Could you write out every record below exactly, leaving out any pictures?

Point annotation records:

***

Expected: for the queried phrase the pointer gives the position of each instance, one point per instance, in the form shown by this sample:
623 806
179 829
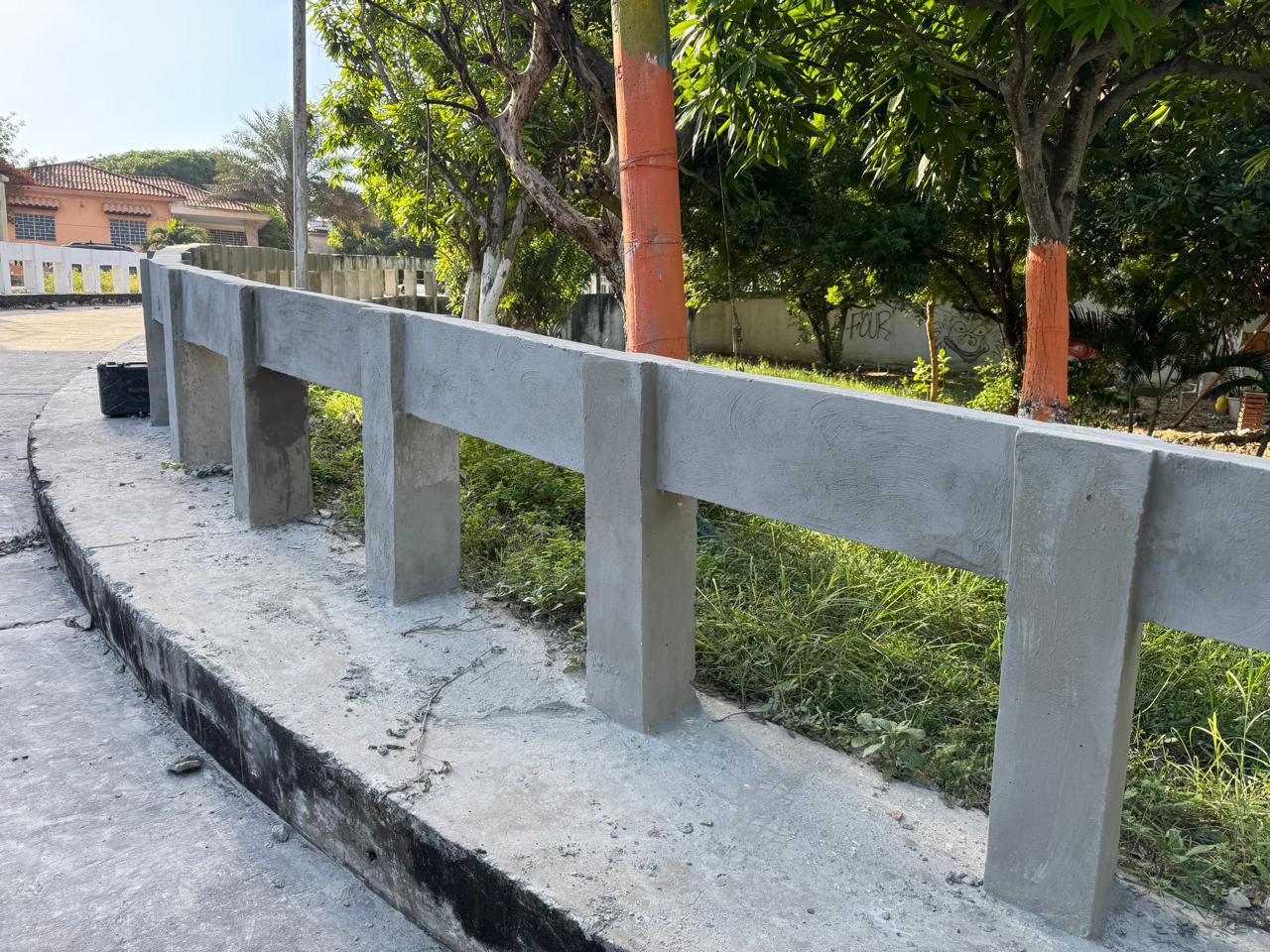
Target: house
75 202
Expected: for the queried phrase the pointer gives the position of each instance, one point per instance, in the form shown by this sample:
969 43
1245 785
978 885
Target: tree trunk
1044 393
935 353
497 262
493 278
471 294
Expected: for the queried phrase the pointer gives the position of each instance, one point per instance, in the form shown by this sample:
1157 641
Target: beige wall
890 334
80 214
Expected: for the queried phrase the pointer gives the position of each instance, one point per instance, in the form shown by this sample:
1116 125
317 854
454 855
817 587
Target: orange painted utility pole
657 320
1044 394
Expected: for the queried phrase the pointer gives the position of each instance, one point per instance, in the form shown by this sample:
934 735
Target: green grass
875 652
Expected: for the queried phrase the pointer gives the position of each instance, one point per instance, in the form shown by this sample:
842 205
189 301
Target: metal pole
299 148
657 320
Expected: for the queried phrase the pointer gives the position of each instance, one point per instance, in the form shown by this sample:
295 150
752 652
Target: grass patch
879 653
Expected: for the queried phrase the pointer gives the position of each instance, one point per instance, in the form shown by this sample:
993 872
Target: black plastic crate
123 388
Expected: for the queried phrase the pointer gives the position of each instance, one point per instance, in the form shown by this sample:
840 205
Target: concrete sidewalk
444 749
100 847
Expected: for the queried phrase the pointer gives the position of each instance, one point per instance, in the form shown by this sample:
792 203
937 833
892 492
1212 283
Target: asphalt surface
100 846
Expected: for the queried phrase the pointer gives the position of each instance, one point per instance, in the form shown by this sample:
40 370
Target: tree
529 84
194 167
257 169
1151 338
811 232
175 232
377 238
928 79
10 157
1173 197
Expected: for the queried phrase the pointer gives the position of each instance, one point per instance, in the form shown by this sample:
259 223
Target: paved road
100 848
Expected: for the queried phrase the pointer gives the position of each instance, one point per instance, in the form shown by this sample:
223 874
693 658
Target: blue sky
95 76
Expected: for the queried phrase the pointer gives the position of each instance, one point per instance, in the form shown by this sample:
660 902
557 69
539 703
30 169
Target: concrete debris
186 765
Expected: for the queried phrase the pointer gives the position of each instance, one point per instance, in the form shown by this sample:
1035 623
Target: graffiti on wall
874 324
966 335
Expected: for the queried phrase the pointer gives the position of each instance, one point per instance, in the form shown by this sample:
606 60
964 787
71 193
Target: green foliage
376 239
920 380
176 232
1171 199
890 743
273 232
255 167
998 386
195 167
12 157
812 232
879 653
549 276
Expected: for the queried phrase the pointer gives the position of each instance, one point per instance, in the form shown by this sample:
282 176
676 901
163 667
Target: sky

***

The answer –
Expected: for the queried phrase the pointer gives the position of each instance, one point per instance, in the form shown by this sample:
623 806
179 829
Target: house
75 202
Expected: for the queried phrase the pointer gives the position of each instance, one point per instance, in the form shown by this sample:
969 43
1245 785
978 885
Target: tree trunk
1044 393
935 353
497 262
493 278
471 294
Expected: for the queried phrase the pointer gives the position of each instance, one point per instance, in the form shown by this sample:
1157 641
Target: beige wall
890 334
80 214
Expected: for the queried phrase the pointer gives the position of each instance, one point per instance, in the form shown by this sample:
1116 125
317 854
454 855
817 587
Target: orange painted utility pole
657 320
1044 394
Expected: for the queried phrase the pointer gives the position of each instance, one point per instance, in the form shown by this sample:
934 735
Target: green grass
875 652
Expected: for the queried phrase the pointer gives the position of each instance, one point per instance, in the form shown by this sample:
842 205
189 301
Target: metal pole
299 148
657 320
Expected: for the queried phrase the pointer gives the position of each instance, one point per instance, in the form shown by this sample:
295 150
752 652
Target: grass patch
879 653
Expected: for the queried phrase the pointer gives the position of each instance, one point per instance, in the form shown by this sample:
993 872
Target: black plastic crate
123 388
Expected: for the queried phrase the pointer gives the position of each instance, one point per instance, in the form shown by this sample:
840 205
Target: concrete sidewalk
444 749
100 847
Expected: for the queried phrase the pointer gives the position of each instance, one point per instance, in the form shown by this sample:
792 203
937 833
892 492
1212 283
Target: asphalt surface
100 846
Expected: for the queried phrase the pointer gives the position of each instance, one point per instance, in the form shown by this sample:
40 370
Target: tree
529 84
194 167
257 169
1151 338
811 232
175 232
377 238
928 79
10 157
1173 197
Expected: for the queried phrase the pointer gives the position of each instance, one point per instance, in the form shown by this sample:
259 223
Target: paved road
100 848
Expected: for the queried phrase the pointer gives the position of each instance, one point per instance, in the form shown by this sample:
223 874
693 658
Target: blue sky
95 76
Expected: for the queried phrase the pointer gives the position of each instance, one point per instance, in the form shown by this sample:
660 902
557 69
539 703
30 169
Target: concrete debris
186 765
Expected: for the queried phrase the pointer gives the position of each instance, one point per instance, in the form shown by this sample:
1035 623
Target: graffiti on wall
874 324
966 335
Expected: for the queried phrase the pointer gives the position of each instance, one point per instance, in the form shown by this sample:
606 60
964 787
71 193
Target: green foliage
376 239
920 380
176 232
1171 199
890 743
273 232
255 167
998 386
195 167
12 157
812 232
879 653
549 276
Expected: for the queried phrase the pointer gives the position of each instance, one point per instance, in the form shown by this sample:
282 176
676 901
163 667
Target: sky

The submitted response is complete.